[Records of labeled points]
******
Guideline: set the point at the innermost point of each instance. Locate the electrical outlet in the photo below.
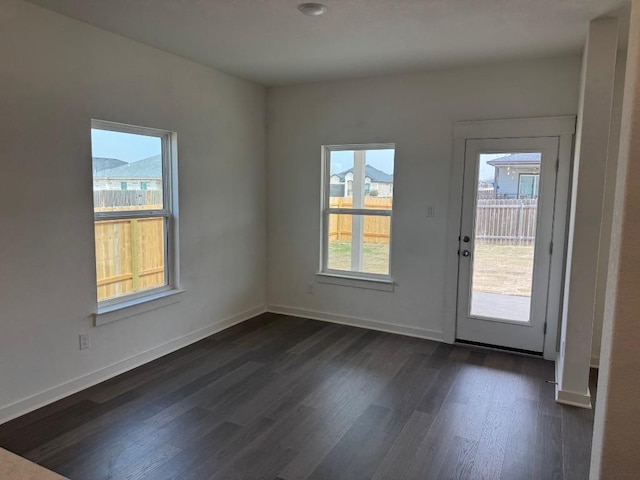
(431, 211)
(84, 341)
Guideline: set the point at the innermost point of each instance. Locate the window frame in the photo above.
(352, 277)
(535, 183)
(169, 213)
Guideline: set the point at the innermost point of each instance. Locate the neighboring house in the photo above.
(100, 163)
(517, 175)
(376, 183)
(145, 174)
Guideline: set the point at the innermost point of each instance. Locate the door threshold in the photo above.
(498, 348)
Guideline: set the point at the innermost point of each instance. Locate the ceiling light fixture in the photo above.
(312, 9)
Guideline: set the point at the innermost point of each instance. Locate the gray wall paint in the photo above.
(607, 209)
(417, 112)
(63, 74)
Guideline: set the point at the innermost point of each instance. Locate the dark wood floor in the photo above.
(285, 398)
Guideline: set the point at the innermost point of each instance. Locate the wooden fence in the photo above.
(506, 222)
(104, 199)
(376, 229)
(129, 254)
(503, 222)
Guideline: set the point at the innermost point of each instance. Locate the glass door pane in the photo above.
(505, 219)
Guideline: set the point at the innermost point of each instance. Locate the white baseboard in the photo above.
(582, 400)
(63, 390)
(357, 322)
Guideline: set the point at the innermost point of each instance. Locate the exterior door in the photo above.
(505, 241)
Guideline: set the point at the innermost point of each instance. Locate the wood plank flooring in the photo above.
(286, 398)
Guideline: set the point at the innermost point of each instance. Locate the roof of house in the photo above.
(100, 163)
(517, 159)
(146, 168)
(373, 173)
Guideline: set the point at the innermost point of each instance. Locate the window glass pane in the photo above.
(341, 178)
(379, 179)
(359, 243)
(505, 234)
(129, 256)
(372, 188)
(127, 171)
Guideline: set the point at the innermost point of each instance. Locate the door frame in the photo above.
(563, 128)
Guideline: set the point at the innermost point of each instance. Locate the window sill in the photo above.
(131, 308)
(385, 285)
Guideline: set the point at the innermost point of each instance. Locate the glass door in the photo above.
(506, 231)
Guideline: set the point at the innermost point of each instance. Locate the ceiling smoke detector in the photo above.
(312, 9)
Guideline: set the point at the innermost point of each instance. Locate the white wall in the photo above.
(417, 112)
(587, 201)
(617, 416)
(607, 209)
(55, 75)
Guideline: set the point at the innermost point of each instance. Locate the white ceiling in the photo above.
(272, 43)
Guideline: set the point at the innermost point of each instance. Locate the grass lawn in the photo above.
(501, 269)
(375, 257)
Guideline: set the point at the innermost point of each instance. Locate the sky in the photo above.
(380, 159)
(124, 146)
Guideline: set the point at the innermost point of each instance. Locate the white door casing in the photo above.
(564, 129)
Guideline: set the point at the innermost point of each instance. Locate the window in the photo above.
(356, 211)
(135, 227)
(528, 186)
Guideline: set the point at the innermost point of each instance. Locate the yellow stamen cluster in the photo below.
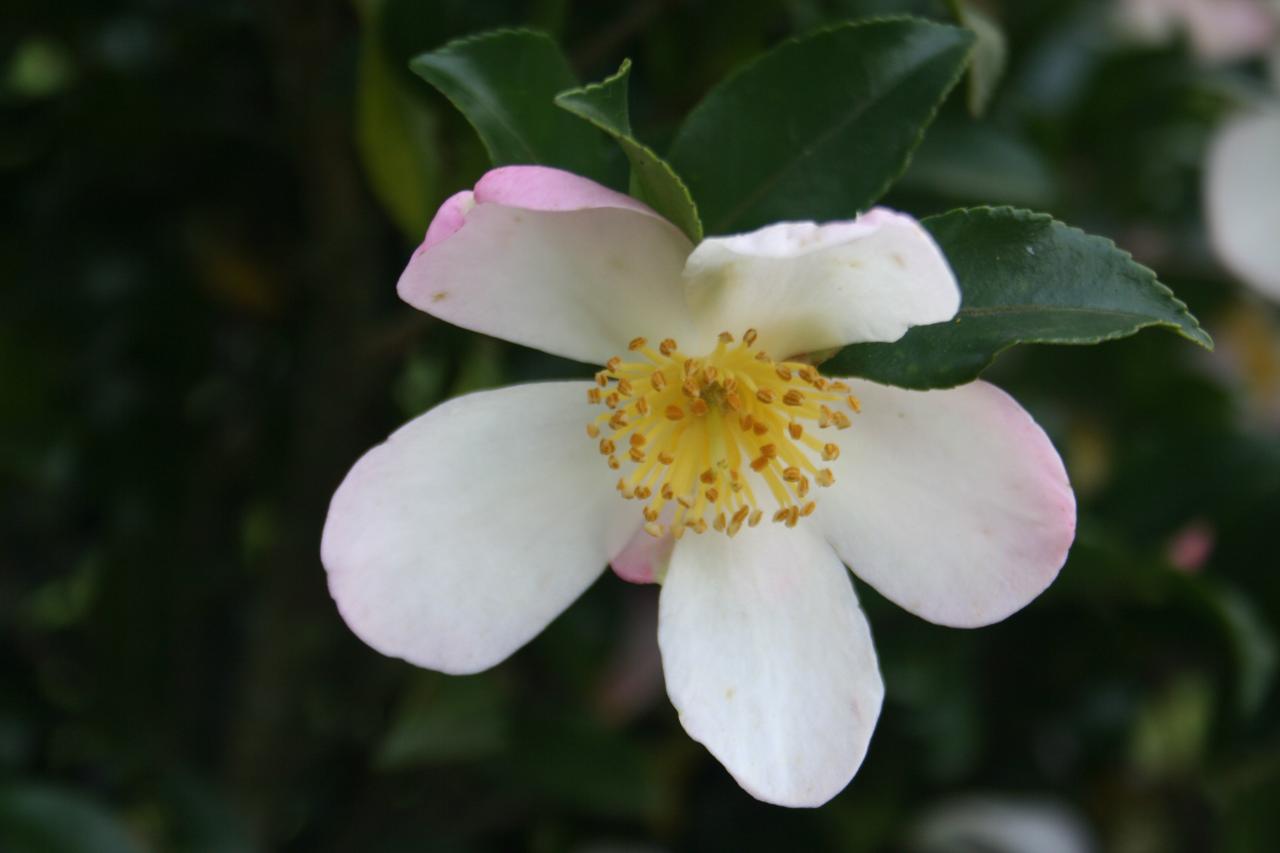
(703, 436)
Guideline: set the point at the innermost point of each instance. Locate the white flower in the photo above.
(1217, 30)
(1242, 196)
(740, 480)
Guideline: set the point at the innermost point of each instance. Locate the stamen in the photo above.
(708, 434)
******
### Set exercise
Could you copy the data above line for line, without changing anything, but leave out the pictures?

### Answer to this task
Guideline: set the point at the innermost point of each instance. Locate the electrical outlet in the photo below.
(431, 211)
(84, 341)
Guideline: set the point at the innermost point of each instance. Locate the window frame in the photo above.
(352, 277)
(535, 183)
(169, 213)
Guideline: set the point at the innermost point of each instance. Locate the neighboring house in the photo above.
(100, 163)
(517, 175)
(376, 183)
(145, 174)
Guideline: set the point at the innermost point of each instance. Locate the door threshold in the photo above.
(498, 348)
Guideline: set the point at the innermost point of each instance. Locate the ceiling light fixture in the photo above.
(312, 9)
Guideline: set the point at the innermost point of each instance. Locate the gray wall paint in the photo above.
(607, 209)
(417, 112)
(63, 74)
Guideline: set the point at the innermost point of each instance. Locate the dark wood floor in the photo above.
(285, 398)
Guideline: set the point at the innermost point of each instance. Locate the wooden fence in the photo above.
(506, 222)
(104, 199)
(376, 229)
(129, 254)
(503, 222)
Guideline: set the point at the innermost point of each instance. Locate the glass door pane in the photo above.
(505, 219)
Guideline: set the point at the innermost point of each instance. Locate the white baseboard in the photo above.
(582, 400)
(63, 390)
(357, 322)
Guideline: set the point at the innermost point of each instance. Locate the exterior door in the photo above.
(505, 241)
Guideline: set the point at the innermost point of each instance. Locate the wood plank flooring in the photo above.
(286, 398)
Guideline: set the point at the innermost point of each instance. Locate the roof of house in the photo above.
(100, 163)
(517, 159)
(146, 168)
(373, 173)
Guideline: set the point at the innermost point of each instance. Locate the window glass pane in the photo above.
(341, 178)
(379, 179)
(359, 243)
(505, 234)
(129, 256)
(372, 188)
(127, 171)
Guideline: set the point at the innermost point of each instance. Locate the door frame in the photo above.
(563, 128)
Guideline: set the point at the innermost point of each instance. Locate the window sill in the photo above.
(131, 308)
(385, 285)
Guideline: set the point at the innermost point of each instance. Locate the glass door in the photo above.
(506, 231)
Guideline: set the point at the innermost point of each instance. Locate the ceiling smoke detector in the photo above.
(312, 9)
Guideline: set the point at the innermost point of each instance. Locate the white wall in the photo above.
(417, 112)
(587, 201)
(617, 416)
(607, 209)
(55, 75)
Guideline: set the point at the innermost point of each instance. Locate the white ceiling in the photo above.
(272, 43)
Guideline: set the point at the innermost point of each instance. Locate the grass lawn in the photo above.
(501, 269)
(375, 257)
Guideline: set the point at the innermost point of each instance. Locate the sky in the photo above.
(380, 159)
(124, 146)
Guideline: set the point at the innermost point of each instance. Locate the white door casing in the photo above.
(564, 129)
Guideline: set the point at the innermost point of each instance. Locate the window in the photo above.
(356, 211)
(135, 227)
(528, 186)
Guideline: set the point at the innermost point of each instance. Locate the yellow stamen cluster in the photo below.
(703, 436)
Guideline: set the point at the innermost point of each instance. Locate the white flower in the photo above.
(1217, 30)
(1242, 196)
(740, 480)
Guideline: set the point at the innermost point of each instance. Locate the stamen in the photo above.
(708, 434)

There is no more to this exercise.